> EXTRACTED RECORDS:
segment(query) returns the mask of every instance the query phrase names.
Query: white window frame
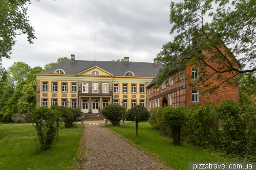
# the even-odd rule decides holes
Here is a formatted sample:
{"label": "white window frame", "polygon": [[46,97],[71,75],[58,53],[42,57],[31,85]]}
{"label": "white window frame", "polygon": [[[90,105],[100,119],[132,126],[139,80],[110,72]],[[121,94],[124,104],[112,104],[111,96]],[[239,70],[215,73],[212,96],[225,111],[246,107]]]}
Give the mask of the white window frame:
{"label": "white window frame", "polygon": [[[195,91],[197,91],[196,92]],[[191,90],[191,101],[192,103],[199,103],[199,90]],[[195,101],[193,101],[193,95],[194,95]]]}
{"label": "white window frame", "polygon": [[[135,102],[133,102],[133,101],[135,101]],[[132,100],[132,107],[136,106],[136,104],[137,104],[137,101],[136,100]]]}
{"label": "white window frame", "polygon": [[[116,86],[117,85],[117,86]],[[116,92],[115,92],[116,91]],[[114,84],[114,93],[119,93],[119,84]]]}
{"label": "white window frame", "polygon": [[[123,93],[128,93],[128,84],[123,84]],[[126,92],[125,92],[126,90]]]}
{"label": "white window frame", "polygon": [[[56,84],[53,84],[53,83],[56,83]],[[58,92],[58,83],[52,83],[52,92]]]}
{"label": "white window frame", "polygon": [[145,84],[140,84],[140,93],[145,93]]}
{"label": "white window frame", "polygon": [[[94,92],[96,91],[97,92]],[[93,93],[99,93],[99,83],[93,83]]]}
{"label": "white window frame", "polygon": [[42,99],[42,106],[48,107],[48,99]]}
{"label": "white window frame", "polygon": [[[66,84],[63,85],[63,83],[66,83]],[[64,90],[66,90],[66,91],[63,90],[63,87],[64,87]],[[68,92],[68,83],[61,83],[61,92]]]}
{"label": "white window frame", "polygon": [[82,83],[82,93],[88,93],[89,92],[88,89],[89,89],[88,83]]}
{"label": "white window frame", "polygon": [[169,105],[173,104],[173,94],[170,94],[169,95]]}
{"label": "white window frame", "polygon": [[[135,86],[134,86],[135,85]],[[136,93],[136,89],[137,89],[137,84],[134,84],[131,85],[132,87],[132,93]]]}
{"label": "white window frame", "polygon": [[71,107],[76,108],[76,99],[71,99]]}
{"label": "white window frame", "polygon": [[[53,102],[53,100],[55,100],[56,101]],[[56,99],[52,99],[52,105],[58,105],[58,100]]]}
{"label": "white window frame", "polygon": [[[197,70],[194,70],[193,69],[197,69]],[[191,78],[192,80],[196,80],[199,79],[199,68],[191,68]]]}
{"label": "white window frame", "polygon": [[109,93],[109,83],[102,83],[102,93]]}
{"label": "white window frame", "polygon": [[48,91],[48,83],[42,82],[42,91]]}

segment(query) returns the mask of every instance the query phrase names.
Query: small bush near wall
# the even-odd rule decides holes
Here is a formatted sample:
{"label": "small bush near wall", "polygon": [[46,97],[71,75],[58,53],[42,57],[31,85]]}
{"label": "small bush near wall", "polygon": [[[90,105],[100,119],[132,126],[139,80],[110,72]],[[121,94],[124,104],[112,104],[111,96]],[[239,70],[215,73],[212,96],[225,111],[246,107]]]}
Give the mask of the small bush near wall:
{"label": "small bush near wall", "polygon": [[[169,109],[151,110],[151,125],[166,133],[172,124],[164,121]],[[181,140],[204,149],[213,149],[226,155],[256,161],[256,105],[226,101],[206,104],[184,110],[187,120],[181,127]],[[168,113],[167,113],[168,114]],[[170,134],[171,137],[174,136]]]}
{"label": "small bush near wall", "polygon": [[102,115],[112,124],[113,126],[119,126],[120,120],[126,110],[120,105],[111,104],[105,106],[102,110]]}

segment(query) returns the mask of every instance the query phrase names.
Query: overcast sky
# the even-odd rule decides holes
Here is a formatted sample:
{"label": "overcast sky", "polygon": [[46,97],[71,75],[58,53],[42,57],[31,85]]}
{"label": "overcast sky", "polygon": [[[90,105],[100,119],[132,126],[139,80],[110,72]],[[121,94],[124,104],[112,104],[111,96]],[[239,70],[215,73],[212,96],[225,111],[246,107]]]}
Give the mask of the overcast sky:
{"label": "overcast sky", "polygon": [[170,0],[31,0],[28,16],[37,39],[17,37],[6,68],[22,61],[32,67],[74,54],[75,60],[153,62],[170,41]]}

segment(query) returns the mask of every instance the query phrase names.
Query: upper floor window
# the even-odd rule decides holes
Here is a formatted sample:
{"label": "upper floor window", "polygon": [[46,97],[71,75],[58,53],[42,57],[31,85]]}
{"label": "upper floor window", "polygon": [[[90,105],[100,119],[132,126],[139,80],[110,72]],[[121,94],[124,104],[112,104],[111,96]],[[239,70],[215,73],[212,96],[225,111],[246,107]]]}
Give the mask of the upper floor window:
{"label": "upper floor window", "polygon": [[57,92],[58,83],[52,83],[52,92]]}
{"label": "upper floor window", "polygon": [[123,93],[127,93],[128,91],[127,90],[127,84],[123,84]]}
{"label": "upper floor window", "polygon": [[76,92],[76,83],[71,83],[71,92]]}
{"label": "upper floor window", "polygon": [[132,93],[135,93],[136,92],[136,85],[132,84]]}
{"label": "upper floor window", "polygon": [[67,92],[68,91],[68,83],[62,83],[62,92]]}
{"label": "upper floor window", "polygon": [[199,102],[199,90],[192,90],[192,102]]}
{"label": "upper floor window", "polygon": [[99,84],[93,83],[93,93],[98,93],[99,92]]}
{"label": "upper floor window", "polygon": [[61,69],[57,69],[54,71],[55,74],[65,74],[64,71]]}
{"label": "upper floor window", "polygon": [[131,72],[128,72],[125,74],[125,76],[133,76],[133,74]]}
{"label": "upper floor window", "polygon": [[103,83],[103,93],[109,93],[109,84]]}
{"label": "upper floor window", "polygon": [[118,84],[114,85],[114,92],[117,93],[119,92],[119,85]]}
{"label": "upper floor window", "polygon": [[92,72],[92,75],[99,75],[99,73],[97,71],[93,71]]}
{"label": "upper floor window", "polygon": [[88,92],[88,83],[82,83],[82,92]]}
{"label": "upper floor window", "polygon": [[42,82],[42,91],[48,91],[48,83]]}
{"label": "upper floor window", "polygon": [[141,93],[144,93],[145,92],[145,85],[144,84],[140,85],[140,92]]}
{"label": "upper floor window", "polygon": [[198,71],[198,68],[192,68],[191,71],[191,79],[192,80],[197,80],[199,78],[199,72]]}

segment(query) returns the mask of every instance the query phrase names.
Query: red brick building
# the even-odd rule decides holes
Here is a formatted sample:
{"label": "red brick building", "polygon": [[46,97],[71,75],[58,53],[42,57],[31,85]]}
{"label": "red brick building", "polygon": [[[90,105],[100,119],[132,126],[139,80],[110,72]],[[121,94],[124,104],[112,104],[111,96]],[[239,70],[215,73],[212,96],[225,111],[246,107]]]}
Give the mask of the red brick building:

> THE TASK:
Please pick out and copy every line of the material that holds the string "brick".

> FINISHED EXERCISE:
Query: red brick building
{"label": "red brick building", "polygon": [[46,97],[71,75],[58,53],[42,57],[31,85]]}
{"label": "red brick building", "polygon": [[[90,105],[100,119],[132,126],[139,80],[110,72]],[[121,94],[124,104],[112,104],[111,96]],[[239,70],[215,73],[212,96],[225,111],[246,107]]]}
Give the mask of the red brick building:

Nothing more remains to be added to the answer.